Collected data ▸
==========

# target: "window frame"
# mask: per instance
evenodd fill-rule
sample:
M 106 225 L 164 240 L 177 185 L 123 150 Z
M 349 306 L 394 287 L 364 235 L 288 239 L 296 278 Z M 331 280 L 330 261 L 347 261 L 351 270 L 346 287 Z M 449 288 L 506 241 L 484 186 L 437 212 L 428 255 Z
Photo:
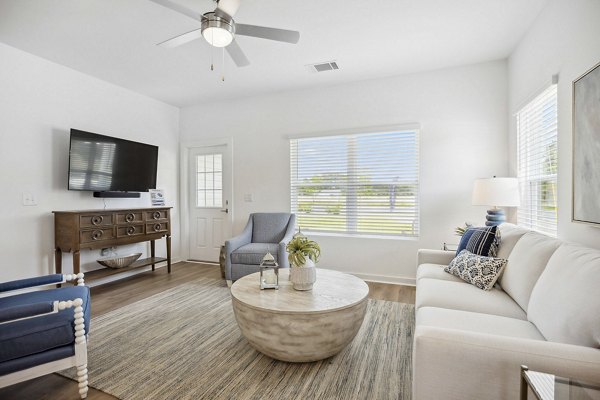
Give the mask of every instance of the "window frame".
M 549 97 L 544 99 L 544 97 Z M 552 102 L 552 103 L 549 103 Z M 548 129 L 539 123 L 535 127 L 535 131 L 532 128 L 528 128 L 526 132 L 522 132 L 522 125 L 528 123 L 528 121 L 535 120 L 536 117 L 543 118 L 545 112 L 545 105 L 551 104 L 554 110 L 552 115 L 552 123 L 554 126 L 552 131 L 545 132 L 544 129 Z M 534 110 L 528 110 L 528 108 L 534 108 Z M 522 122 L 522 120 L 526 122 Z M 517 210 L 517 225 L 525 227 L 527 229 L 534 230 L 536 232 L 557 237 L 558 235 L 558 87 L 556 83 L 553 83 L 543 90 L 539 91 L 535 96 L 530 98 L 525 104 L 519 107 L 519 110 L 515 113 L 516 123 L 516 157 L 517 157 L 517 178 L 519 180 L 519 190 L 521 198 L 521 206 Z M 524 138 L 524 135 L 528 135 Z M 534 147 L 532 142 L 536 146 Z M 525 142 L 525 144 L 523 144 Z M 552 150 L 552 147 L 554 149 Z M 546 147 L 545 149 L 543 147 Z M 522 152 L 526 154 L 523 155 Z M 554 155 L 552 154 L 554 152 Z M 554 164 L 551 165 L 551 169 L 554 169 L 553 173 L 547 173 L 544 169 L 545 160 L 548 157 L 554 157 Z M 524 164 L 524 165 L 523 165 Z M 538 170 L 539 172 L 531 173 L 531 171 Z M 543 194 L 539 187 L 544 183 L 550 182 L 554 187 L 554 212 L 552 219 L 540 218 L 540 210 L 543 210 L 545 203 L 543 200 Z M 532 186 L 536 186 L 537 190 L 531 190 Z M 526 217 L 524 217 L 526 214 Z M 526 221 L 522 221 L 522 218 L 526 218 Z M 547 221 L 547 222 L 546 222 Z
M 392 133 L 414 133 L 414 144 L 415 144 L 415 189 L 414 189 L 414 228 L 413 235 L 406 234 L 390 234 L 386 232 L 361 232 L 358 229 L 354 231 L 348 229 L 348 223 L 351 222 L 350 219 L 352 217 L 346 216 L 346 230 L 342 231 L 321 231 L 321 230 L 311 230 L 310 228 L 305 228 L 302 226 L 300 222 L 300 215 L 298 215 L 299 219 L 299 228 L 303 233 L 310 233 L 311 235 L 316 236 L 332 236 L 332 237 L 352 237 L 352 238 L 377 238 L 377 239 L 392 239 L 392 240 L 419 240 L 421 235 L 421 160 L 420 160 L 420 125 L 418 124 L 405 124 L 405 125 L 394 125 L 394 126 L 385 126 L 385 127 L 376 127 L 376 128 L 356 128 L 356 129 L 345 129 L 333 132 L 321 132 L 321 133 L 313 133 L 313 134 L 305 134 L 305 135 L 295 135 L 289 136 L 289 151 L 290 151 L 290 208 L 292 212 L 298 214 L 298 194 L 296 193 L 294 197 L 294 184 L 296 184 L 296 190 L 299 179 L 297 175 L 294 176 L 294 159 L 292 157 L 292 141 L 293 140 L 303 140 L 303 139 L 326 139 L 335 136 L 346 136 L 346 137 L 362 137 L 367 135 L 381 135 L 381 134 L 392 134 Z M 296 145 L 297 146 L 297 145 Z M 296 150 L 297 151 L 297 150 Z M 350 175 L 348 169 L 345 170 L 347 175 Z M 355 181 L 356 182 L 356 181 Z M 346 185 L 346 187 L 352 187 L 353 185 Z M 355 198 L 355 201 L 358 197 Z M 352 204 L 352 202 L 350 202 Z M 345 206 L 348 204 L 348 200 L 344 203 Z M 412 207 L 411 207 L 412 208 Z M 352 213 L 356 219 L 360 216 L 360 206 L 356 206 L 354 208 L 354 212 Z M 354 226 L 357 226 L 355 224 Z

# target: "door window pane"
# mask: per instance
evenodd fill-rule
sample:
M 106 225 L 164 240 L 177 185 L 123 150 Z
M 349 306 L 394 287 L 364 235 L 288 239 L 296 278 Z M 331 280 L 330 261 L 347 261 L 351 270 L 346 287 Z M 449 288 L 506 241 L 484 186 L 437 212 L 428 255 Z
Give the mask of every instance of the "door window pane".
M 196 207 L 223 207 L 223 156 L 196 156 Z

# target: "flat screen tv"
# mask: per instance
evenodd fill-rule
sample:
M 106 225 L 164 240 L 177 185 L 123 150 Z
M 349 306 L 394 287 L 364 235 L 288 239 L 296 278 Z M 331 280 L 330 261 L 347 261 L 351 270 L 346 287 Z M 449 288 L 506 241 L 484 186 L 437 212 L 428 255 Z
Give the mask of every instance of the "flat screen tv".
M 157 146 L 71 129 L 69 190 L 147 192 L 157 165 Z

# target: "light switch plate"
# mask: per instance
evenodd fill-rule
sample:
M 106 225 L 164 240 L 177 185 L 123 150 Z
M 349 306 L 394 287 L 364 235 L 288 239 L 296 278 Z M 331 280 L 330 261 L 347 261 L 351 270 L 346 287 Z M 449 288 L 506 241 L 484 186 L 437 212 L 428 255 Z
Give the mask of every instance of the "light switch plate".
M 246 193 L 246 194 L 244 195 L 244 201 L 245 201 L 246 203 L 252 203 L 252 193 Z
M 37 199 L 31 192 L 23 192 L 23 205 L 24 206 L 37 206 Z

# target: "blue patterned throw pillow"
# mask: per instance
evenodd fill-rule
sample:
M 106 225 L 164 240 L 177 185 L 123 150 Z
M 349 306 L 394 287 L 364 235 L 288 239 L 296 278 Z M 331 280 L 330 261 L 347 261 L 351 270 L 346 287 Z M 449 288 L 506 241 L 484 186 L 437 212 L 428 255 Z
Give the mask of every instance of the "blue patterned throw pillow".
M 463 250 L 469 250 L 479 256 L 496 257 L 499 246 L 500 229 L 497 226 L 469 228 L 460 239 L 456 255 Z
M 458 276 L 465 282 L 482 290 L 491 290 L 502 273 L 507 260 L 503 258 L 484 257 L 463 250 L 454 257 L 444 271 Z

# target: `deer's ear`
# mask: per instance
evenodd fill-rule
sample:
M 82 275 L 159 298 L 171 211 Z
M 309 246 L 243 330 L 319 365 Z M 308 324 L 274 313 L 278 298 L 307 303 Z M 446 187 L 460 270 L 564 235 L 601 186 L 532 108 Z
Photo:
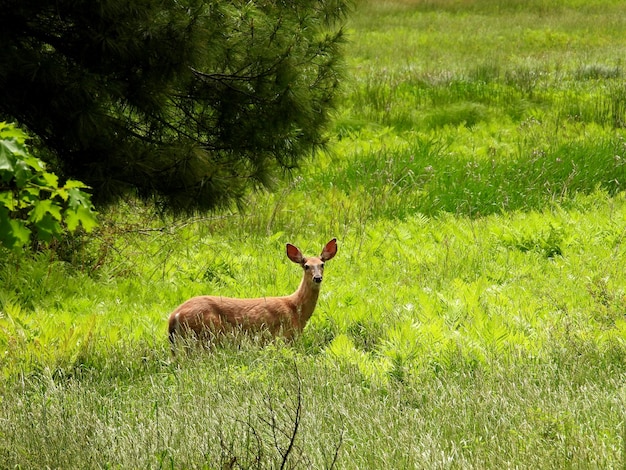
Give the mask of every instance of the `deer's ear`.
M 300 250 L 297 247 L 293 246 L 291 243 L 287 243 L 287 258 L 289 258 L 294 263 L 304 263 L 304 256 L 302 256 Z
M 328 261 L 332 259 L 337 254 L 337 239 L 333 238 L 331 241 L 326 243 L 326 246 L 322 250 L 322 254 L 320 258 L 322 261 Z

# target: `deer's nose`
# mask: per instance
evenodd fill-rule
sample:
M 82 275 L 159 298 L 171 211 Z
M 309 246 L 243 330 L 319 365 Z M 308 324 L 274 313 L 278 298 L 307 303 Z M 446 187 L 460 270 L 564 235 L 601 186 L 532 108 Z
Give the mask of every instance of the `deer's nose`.
M 319 284 L 320 282 L 322 282 L 322 276 L 313 276 L 313 281 L 316 284 Z

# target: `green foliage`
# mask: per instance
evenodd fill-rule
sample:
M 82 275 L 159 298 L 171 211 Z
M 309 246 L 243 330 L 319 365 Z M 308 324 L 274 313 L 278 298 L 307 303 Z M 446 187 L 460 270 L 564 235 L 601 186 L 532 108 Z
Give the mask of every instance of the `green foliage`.
M 324 142 L 344 1 L 7 0 L 0 118 L 97 201 L 241 202 Z
M 87 186 L 46 171 L 26 147 L 27 136 L 0 123 L 0 242 L 21 248 L 30 241 L 50 242 L 97 225 Z

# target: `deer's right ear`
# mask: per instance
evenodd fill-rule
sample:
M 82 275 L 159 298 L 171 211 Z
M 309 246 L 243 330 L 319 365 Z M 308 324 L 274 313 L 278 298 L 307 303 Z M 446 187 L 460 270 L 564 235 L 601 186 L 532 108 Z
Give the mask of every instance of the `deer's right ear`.
M 322 254 L 320 258 L 322 261 L 328 261 L 332 259 L 337 254 L 337 239 L 333 238 L 331 241 L 326 243 L 326 246 L 322 250 Z
M 287 243 L 287 257 L 294 263 L 304 263 L 304 256 L 302 256 L 300 250 L 291 243 Z

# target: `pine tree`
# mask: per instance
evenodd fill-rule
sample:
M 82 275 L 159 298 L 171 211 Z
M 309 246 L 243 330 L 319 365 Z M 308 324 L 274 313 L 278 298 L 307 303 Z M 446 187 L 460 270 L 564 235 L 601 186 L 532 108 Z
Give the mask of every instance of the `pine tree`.
M 0 0 L 0 120 L 99 202 L 214 209 L 323 143 L 345 0 Z

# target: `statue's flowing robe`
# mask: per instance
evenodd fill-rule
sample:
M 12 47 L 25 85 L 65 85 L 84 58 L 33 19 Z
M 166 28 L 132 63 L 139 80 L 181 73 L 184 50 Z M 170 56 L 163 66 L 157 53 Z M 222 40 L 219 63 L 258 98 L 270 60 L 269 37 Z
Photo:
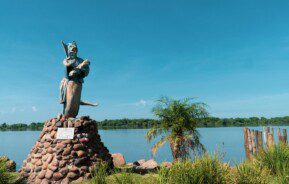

==========

Goal of the exercise ▸ Go through the records above and copy every line with the word "target".

Solution for this problem ▸
# target: "window frame"
# target: "door window pane"
# target: "flat screen tv"
# target: "light switch plate"
# target: "blue patterned throw pillow"
# target: `deer's ear`
# target: `deer's nose`
# target: `green foliage`
# target: `deer's right ear`
# target: `pine tree`
# target: `statue's flowing robe`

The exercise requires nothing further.